◆ **EXERCISE DETAILS**
Would you please copy the part of the material below that opens with the line containing "target: coverall pocket" and closes with the line containing "target: collar tag"? Copy it exactly, and only it.

+-------+

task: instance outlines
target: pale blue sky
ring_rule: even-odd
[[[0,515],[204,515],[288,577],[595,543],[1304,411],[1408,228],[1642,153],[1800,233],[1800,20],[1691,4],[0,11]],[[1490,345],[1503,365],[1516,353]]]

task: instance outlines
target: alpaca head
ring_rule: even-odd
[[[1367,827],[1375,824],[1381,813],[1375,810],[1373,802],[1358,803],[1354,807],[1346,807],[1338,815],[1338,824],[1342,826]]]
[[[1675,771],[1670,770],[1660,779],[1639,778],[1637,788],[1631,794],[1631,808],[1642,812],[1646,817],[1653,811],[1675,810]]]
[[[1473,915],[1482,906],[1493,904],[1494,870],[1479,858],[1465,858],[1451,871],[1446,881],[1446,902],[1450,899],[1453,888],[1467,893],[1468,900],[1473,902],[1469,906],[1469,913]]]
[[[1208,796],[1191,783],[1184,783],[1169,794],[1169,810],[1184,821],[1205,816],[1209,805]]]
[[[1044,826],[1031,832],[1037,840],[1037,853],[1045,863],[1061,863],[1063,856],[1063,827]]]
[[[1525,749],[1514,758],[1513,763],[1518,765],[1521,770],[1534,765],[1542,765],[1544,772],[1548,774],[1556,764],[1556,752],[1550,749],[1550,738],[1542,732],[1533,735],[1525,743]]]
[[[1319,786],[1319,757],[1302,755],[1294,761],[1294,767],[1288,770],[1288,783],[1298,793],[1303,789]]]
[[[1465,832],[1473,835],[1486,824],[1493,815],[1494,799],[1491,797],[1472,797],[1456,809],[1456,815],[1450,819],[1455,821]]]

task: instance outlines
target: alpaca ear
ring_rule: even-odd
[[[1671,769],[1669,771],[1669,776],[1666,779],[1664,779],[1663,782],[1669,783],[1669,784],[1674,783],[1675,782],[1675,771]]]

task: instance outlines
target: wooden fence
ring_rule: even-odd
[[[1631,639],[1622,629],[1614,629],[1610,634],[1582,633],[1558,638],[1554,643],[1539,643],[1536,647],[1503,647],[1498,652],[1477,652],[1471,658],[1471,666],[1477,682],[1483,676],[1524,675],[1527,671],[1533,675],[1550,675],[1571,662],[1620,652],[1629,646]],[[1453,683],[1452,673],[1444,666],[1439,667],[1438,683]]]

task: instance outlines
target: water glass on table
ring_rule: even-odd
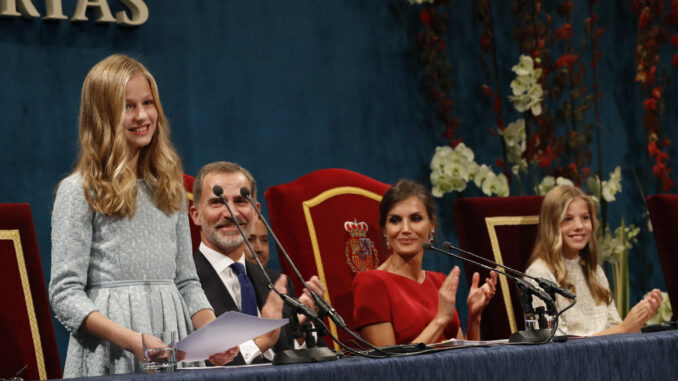
[[[553,328],[553,316],[545,316],[546,327],[542,327],[542,324],[539,323],[537,317],[525,318],[525,330],[526,331],[538,331],[540,329],[551,329]]]
[[[176,331],[144,333],[141,342],[146,373],[170,373],[176,370]]]

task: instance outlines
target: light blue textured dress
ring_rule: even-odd
[[[211,309],[195,271],[186,209],[158,209],[137,181],[132,219],[95,212],[85,199],[82,177],[59,185],[52,215],[49,296],[57,319],[70,332],[64,377],[139,372],[128,351],[79,330],[99,311],[136,332],[193,330],[191,316]]]

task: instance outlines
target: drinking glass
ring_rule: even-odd
[[[153,332],[141,335],[146,373],[170,373],[177,368],[177,332]]]

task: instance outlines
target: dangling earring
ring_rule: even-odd
[[[435,237],[435,234],[436,234],[436,230],[431,229],[431,233],[429,233],[429,235],[428,235],[428,243],[430,243],[431,245],[433,245],[433,238]]]
[[[391,250],[391,244],[388,243],[388,237],[384,234],[384,242],[386,242],[386,249]]]

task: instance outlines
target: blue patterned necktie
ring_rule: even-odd
[[[240,312],[258,316],[257,297],[254,295],[254,286],[252,286],[250,278],[245,274],[245,267],[242,263],[234,262],[231,264],[231,268],[235,271],[235,274],[238,276],[238,282],[240,282]]]

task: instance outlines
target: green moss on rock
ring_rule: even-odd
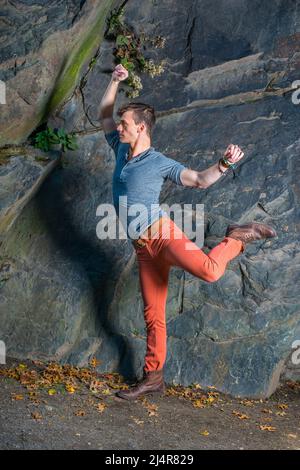
[[[113,3],[114,0],[106,0],[101,4],[94,25],[72,51],[47,104],[45,115],[56,109],[73,92],[83,65],[92,58],[95,48],[100,45],[99,38],[103,34],[105,19]]]

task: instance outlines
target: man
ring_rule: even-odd
[[[246,243],[276,236],[265,224],[231,225],[220,244],[206,255],[159,207],[160,189],[165,179],[181,186],[208,188],[218,181],[244,153],[237,145],[229,145],[223,159],[204,171],[186,168],[181,163],[157,152],[151,146],[155,124],[154,109],[144,103],[129,103],[118,110],[120,123],[113,119],[113,109],[120,81],[128,71],[117,65],[100,104],[100,118],[108,144],[116,156],[113,175],[114,206],[120,217],[128,215],[133,204],[144,208],[134,229],[126,226],[136,250],[144,318],[147,328],[147,349],[143,379],[135,386],[120,390],[117,396],[134,400],[146,393],[165,389],[163,367],[166,359],[165,307],[168,276],[171,266],[179,266],[207,282],[217,281],[227,263],[244,251]],[[123,199],[126,197],[126,203]],[[153,206],[155,207],[154,210]],[[125,223],[130,222],[130,217]],[[129,223],[129,225],[132,225]]]

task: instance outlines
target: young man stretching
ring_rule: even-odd
[[[136,250],[144,318],[147,329],[147,349],[143,379],[135,386],[120,390],[117,396],[134,400],[146,393],[165,389],[163,367],[167,353],[165,308],[168,276],[171,266],[178,266],[207,282],[217,281],[227,263],[244,251],[246,243],[276,236],[268,225],[249,223],[228,226],[221,243],[207,255],[159,207],[159,195],[166,178],[178,185],[208,188],[230,166],[241,160],[244,153],[237,145],[229,145],[224,157],[204,171],[186,168],[181,163],[157,152],[151,146],[155,124],[154,109],[144,103],[129,103],[118,110],[121,118],[113,119],[114,103],[120,81],[128,71],[117,65],[100,104],[100,118],[108,144],[116,156],[113,175],[113,199],[118,216],[126,216],[127,236]],[[127,198],[124,204],[123,198]],[[132,229],[129,208],[142,204],[139,224]],[[153,210],[153,207],[156,209]],[[121,222],[122,218],[120,217]]]

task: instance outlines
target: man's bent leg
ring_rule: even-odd
[[[181,232],[181,238],[174,238],[174,231],[177,236]],[[224,274],[227,263],[238,256],[243,249],[240,240],[225,237],[221,243],[205,254],[174,222],[171,222],[170,239],[165,240],[160,254],[168,264],[181,267],[205,281],[214,282]]]

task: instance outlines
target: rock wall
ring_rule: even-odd
[[[7,211],[15,214],[2,223],[0,339],[11,356],[79,365],[95,356],[99,370],[134,376],[145,353],[135,254],[127,240],[96,236],[97,206],[112,202],[114,155],[101,130],[99,103],[114,67],[114,44],[103,40],[103,28],[99,34],[93,28],[103,25],[111,2],[66,2],[55,20],[46,2],[14,3],[30,12],[28,35],[28,25],[37,33],[1,51],[0,78],[7,80],[9,98],[1,107],[1,142],[22,143],[43,116],[53,127],[75,131],[79,150],[66,153],[63,167],[52,163],[19,212],[10,208],[23,195],[16,183],[26,186],[22,157],[11,151],[0,167],[0,226]],[[216,162],[230,142],[246,154],[233,175],[207,190],[166,182],[160,202],[204,204],[205,251],[231,222],[263,221],[278,232],[276,239],[249,245],[217,283],[172,269],[166,380],[269,396],[285,374],[299,377],[291,355],[300,339],[300,108],[292,101],[292,84],[300,79],[300,2],[187,0],[184,8],[177,0],[123,3],[125,20],[137,33],[166,38],[164,49],[148,51],[155,61],[166,59],[165,72],[143,74],[142,93],[132,100],[157,110],[153,146],[196,170]],[[15,15],[7,10],[12,23]],[[11,27],[6,23],[4,31]],[[91,47],[82,60],[78,51],[86,38]],[[60,59],[49,59],[52,73],[45,73],[38,91],[47,99],[36,100],[27,94],[28,83],[41,79],[54,42]],[[26,67],[29,57],[32,64],[33,57],[39,61],[41,72]],[[64,86],[79,57],[77,74]],[[25,92],[30,104],[12,99]],[[116,109],[127,101],[121,86]]]

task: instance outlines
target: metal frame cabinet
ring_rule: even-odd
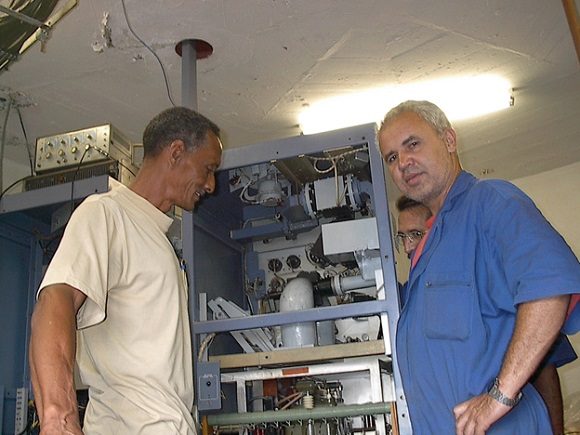
[[[321,133],[309,136],[298,136],[276,141],[264,142],[246,146],[239,149],[230,149],[224,152],[221,173],[230,169],[251,166],[263,162],[275,162],[286,158],[301,155],[309,155],[337,148],[365,145],[369,153],[369,165],[372,176],[373,203],[378,229],[382,276],[384,280],[383,300],[357,302],[338,306],[317,307],[291,313],[270,313],[252,315],[244,318],[207,320],[200,318],[199,295],[208,291],[207,286],[200,285],[200,276],[209,273],[218,275],[223,268],[219,264],[213,264],[215,269],[208,270],[207,262],[204,267],[201,264],[208,255],[211,256],[212,247],[208,243],[199,243],[196,238],[203,232],[212,237],[217,244],[228,246],[233,252],[240,253],[239,244],[229,238],[228,230],[232,226],[228,220],[235,221],[235,205],[224,208],[218,198],[209,198],[195,213],[184,213],[182,220],[183,255],[189,267],[190,282],[190,313],[192,318],[192,335],[194,349],[198,348],[200,340],[210,333],[239,331],[250,328],[270,327],[285,325],[296,322],[321,321],[345,317],[357,317],[366,315],[380,315],[383,319],[385,331],[385,348],[392,349],[394,388],[396,396],[396,408],[398,415],[399,431],[402,434],[411,433],[405,395],[401,387],[399,368],[396,358],[395,330],[399,317],[398,284],[395,275],[395,262],[391,238],[390,214],[387,202],[386,173],[383,161],[376,142],[377,130],[375,124],[356,126],[333,132]],[[220,178],[222,183],[227,179]],[[219,186],[218,186],[219,187]],[[223,188],[223,186],[221,186]],[[221,211],[220,211],[221,207]],[[206,214],[208,213],[208,214]],[[238,261],[241,260],[241,254]],[[219,263],[219,261],[218,261]],[[241,266],[238,266],[238,268]],[[238,277],[242,272],[238,269]],[[236,279],[221,286],[221,290],[235,297],[236,291],[241,293],[240,286],[236,290]],[[209,289],[210,292],[215,288]],[[241,296],[239,296],[241,297]],[[242,301],[243,302],[243,301]],[[202,310],[203,312],[203,310]],[[222,411],[223,412],[223,411]]]

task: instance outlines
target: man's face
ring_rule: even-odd
[[[402,245],[408,258],[427,232],[427,214],[416,207],[407,208],[399,213],[397,237],[402,239]],[[419,236],[421,234],[421,236]],[[413,240],[409,240],[411,236]]]
[[[182,152],[173,177],[177,186],[175,205],[191,211],[203,195],[213,193],[221,157],[222,144],[211,131],[205,144]]]
[[[395,184],[432,208],[442,203],[459,172],[455,132],[443,137],[413,112],[404,112],[379,133],[379,146]]]

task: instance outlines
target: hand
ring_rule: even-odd
[[[457,435],[484,435],[489,427],[510,411],[484,393],[453,408]]]

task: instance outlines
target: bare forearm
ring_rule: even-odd
[[[30,367],[43,434],[81,433],[73,375],[75,314],[72,298],[47,291],[32,318]]]
[[[498,375],[503,395],[516,398],[528,382],[564,323],[568,299],[558,296],[518,307],[515,331]],[[453,409],[456,432],[483,434],[510,409],[485,392],[472,397]]]
[[[569,296],[527,302],[518,308],[516,327],[501,371],[500,390],[514,397],[528,382],[564,323]]]

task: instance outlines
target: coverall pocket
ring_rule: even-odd
[[[425,280],[425,334],[428,338],[465,340],[471,335],[474,290],[458,274]]]

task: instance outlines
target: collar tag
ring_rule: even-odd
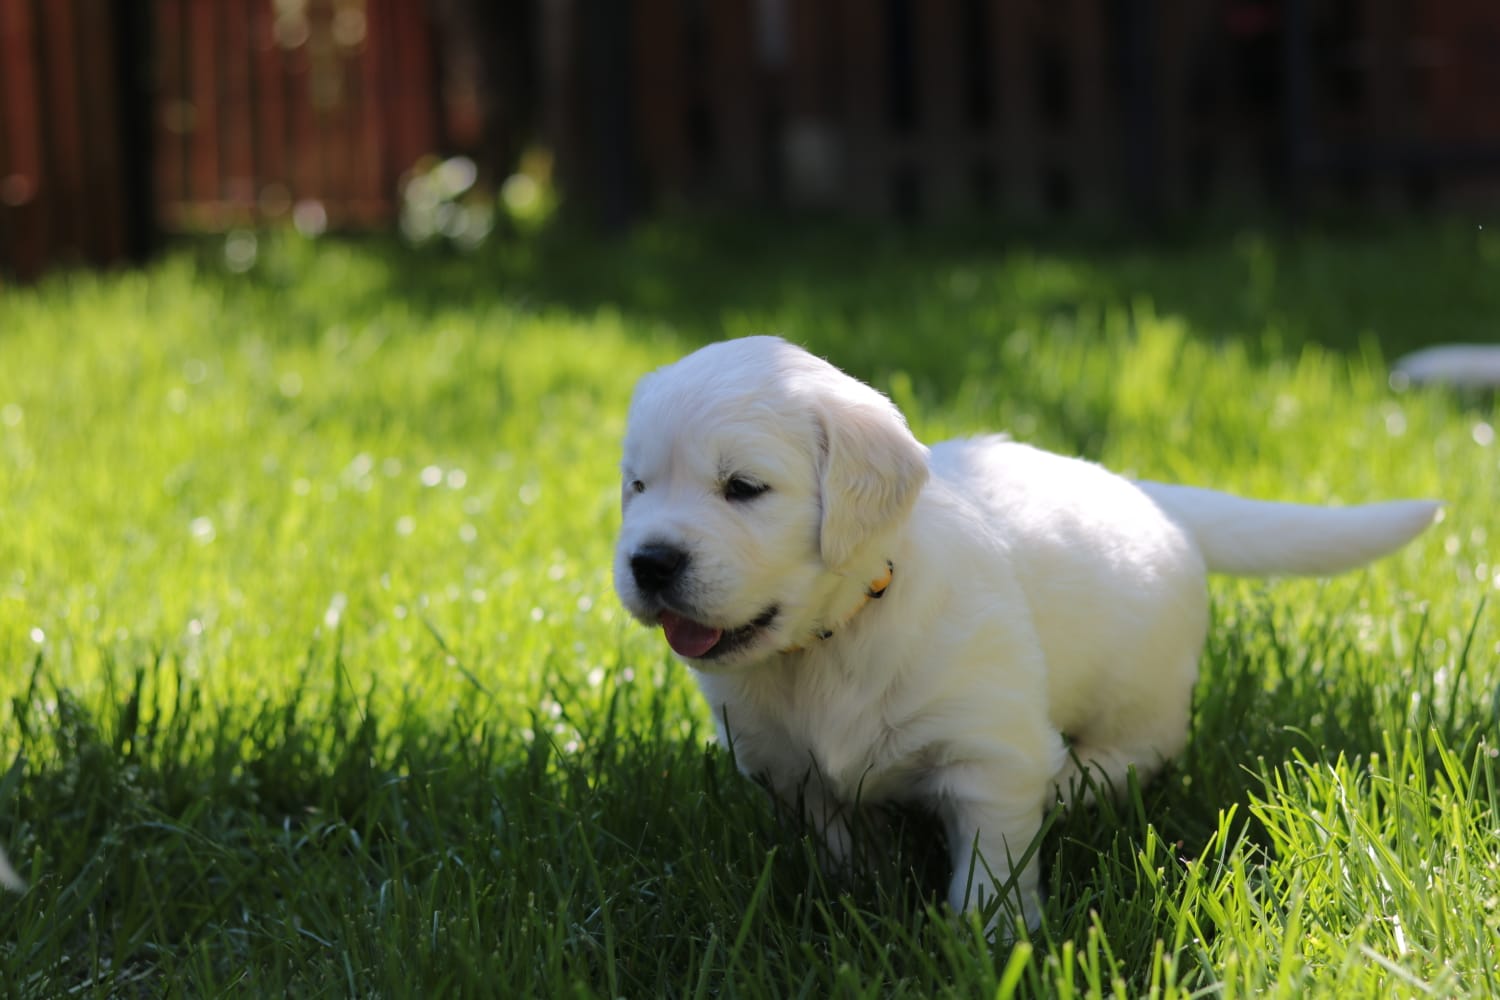
[[[871,601],[878,601],[882,597],[884,597],[885,596],[885,592],[886,592],[887,589],[890,588],[891,580],[895,577],[895,575],[896,575],[896,565],[895,565],[895,563],[893,563],[889,559],[887,559],[885,561],[885,572],[881,573],[878,577],[876,577],[875,579],[873,579],[873,580],[870,581],[869,587],[865,588],[864,597],[860,598],[859,603],[854,606],[854,610],[853,611],[849,612],[847,615],[844,616],[844,620],[841,621],[841,622],[839,622],[838,627],[839,628],[843,628],[845,625],[848,625],[851,621],[853,621],[854,620],[854,616],[857,615],[857,614],[859,614],[861,611],[863,611],[866,604],[869,604]],[[832,639],[833,638],[833,632],[834,632],[834,630],[831,629],[831,628],[823,628],[823,629],[819,629],[817,632],[815,632],[813,634],[821,642],[821,641],[826,641],[828,639]],[[788,646],[786,649],[783,649],[782,652],[783,653],[800,653],[800,652],[802,652],[806,648],[807,647],[804,646],[802,643],[797,643],[794,646]]]

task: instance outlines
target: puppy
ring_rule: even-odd
[[[616,590],[740,769],[800,803],[836,863],[856,807],[932,810],[951,905],[998,892],[1029,927],[1037,868],[1018,861],[1045,810],[1183,748],[1206,575],[1336,573],[1438,507],[1243,500],[998,436],[928,449],[774,337],[643,378],[622,472]]]

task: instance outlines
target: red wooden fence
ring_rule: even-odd
[[[293,214],[388,224],[455,110],[428,8],[0,0],[0,272]]]
[[[397,179],[438,147],[420,0],[156,0],[155,198],[168,230],[311,207],[390,219]]]
[[[0,0],[0,268],[126,250],[110,0]]]
[[[1500,167],[1477,148],[1500,138],[1495,0],[635,0],[614,74],[590,39],[610,6],[544,8],[549,138],[572,193],[628,181],[642,211],[1128,215]]]
[[[1497,109],[1496,0],[0,0],[0,273],[384,226],[538,120],[614,221],[1047,219],[1493,195]]]
[[[1183,53],[1220,15],[1194,0],[628,6],[628,75],[592,85],[598,4],[546,7],[549,37],[565,40],[549,62],[549,139],[575,193],[629,157],[647,205],[780,201],[936,219],[1097,214],[1150,197],[1187,141]],[[1155,27],[1132,64],[1130,19],[1148,6]],[[631,132],[611,148],[595,110],[621,89],[633,95]],[[1133,109],[1155,116],[1155,134],[1131,134]],[[1132,143],[1144,169],[1127,165]]]

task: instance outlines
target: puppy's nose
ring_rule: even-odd
[[[687,565],[687,553],[673,545],[642,545],[630,557],[635,584],[649,594],[670,587]]]

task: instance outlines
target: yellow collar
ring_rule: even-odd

+-------+

◆ **ANSWER TO THIS PROBLEM**
target: coverall pocket
ring_rule: even-odd
[[[425,280],[425,334],[428,338],[465,340],[471,335],[474,290],[458,274]]]

task: instance outlines
target: collar tag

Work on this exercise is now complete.